## Task
Copy the lines below word for word, everything from the line containing "Exercise. Mark the sunlit" down to the line containing "<point>422,528</point>", with both of those lines included. Leave the picture out of your copy.

## Records supplied
## Begin

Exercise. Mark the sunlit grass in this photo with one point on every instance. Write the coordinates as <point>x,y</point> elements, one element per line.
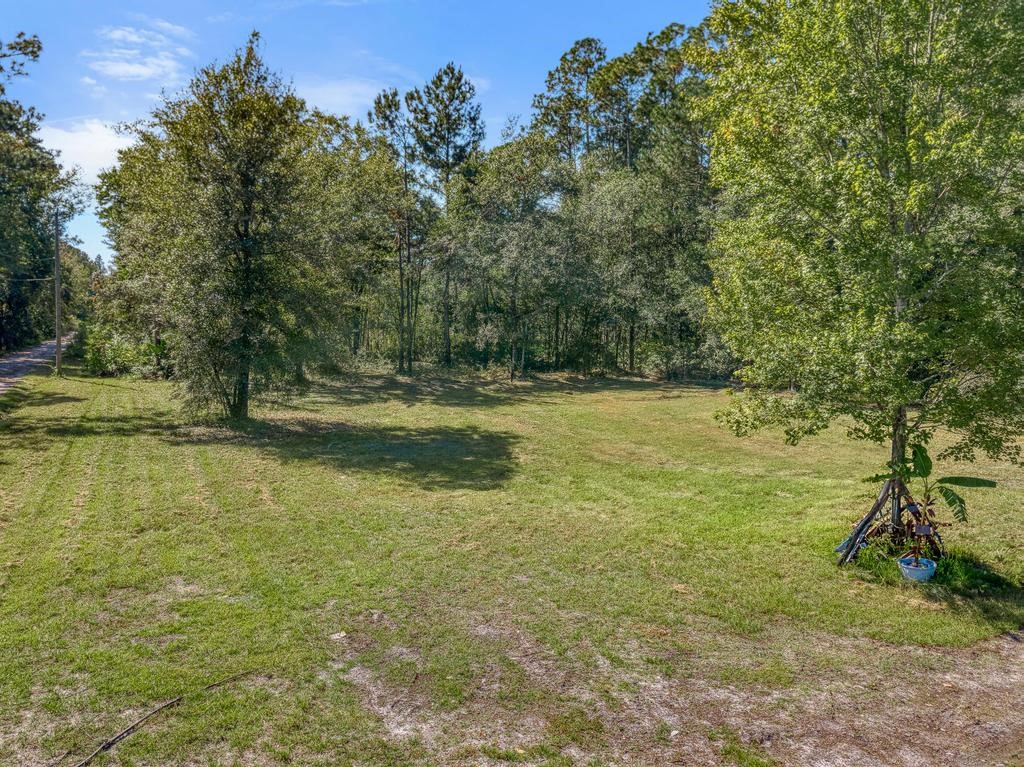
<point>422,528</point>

## End
## Begin

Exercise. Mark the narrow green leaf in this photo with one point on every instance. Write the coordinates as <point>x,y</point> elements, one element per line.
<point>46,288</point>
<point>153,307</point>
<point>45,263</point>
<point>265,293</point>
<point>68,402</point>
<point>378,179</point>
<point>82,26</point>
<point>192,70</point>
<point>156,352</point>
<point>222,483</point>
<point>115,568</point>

## End
## Begin

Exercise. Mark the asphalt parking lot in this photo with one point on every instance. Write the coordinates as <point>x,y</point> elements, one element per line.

## End

## Response
Exercise. Mark the sunlit grass in this photo with one point on every instance. Write the coordinates as <point>x,y</point> elements, one element per line.
<point>422,528</point>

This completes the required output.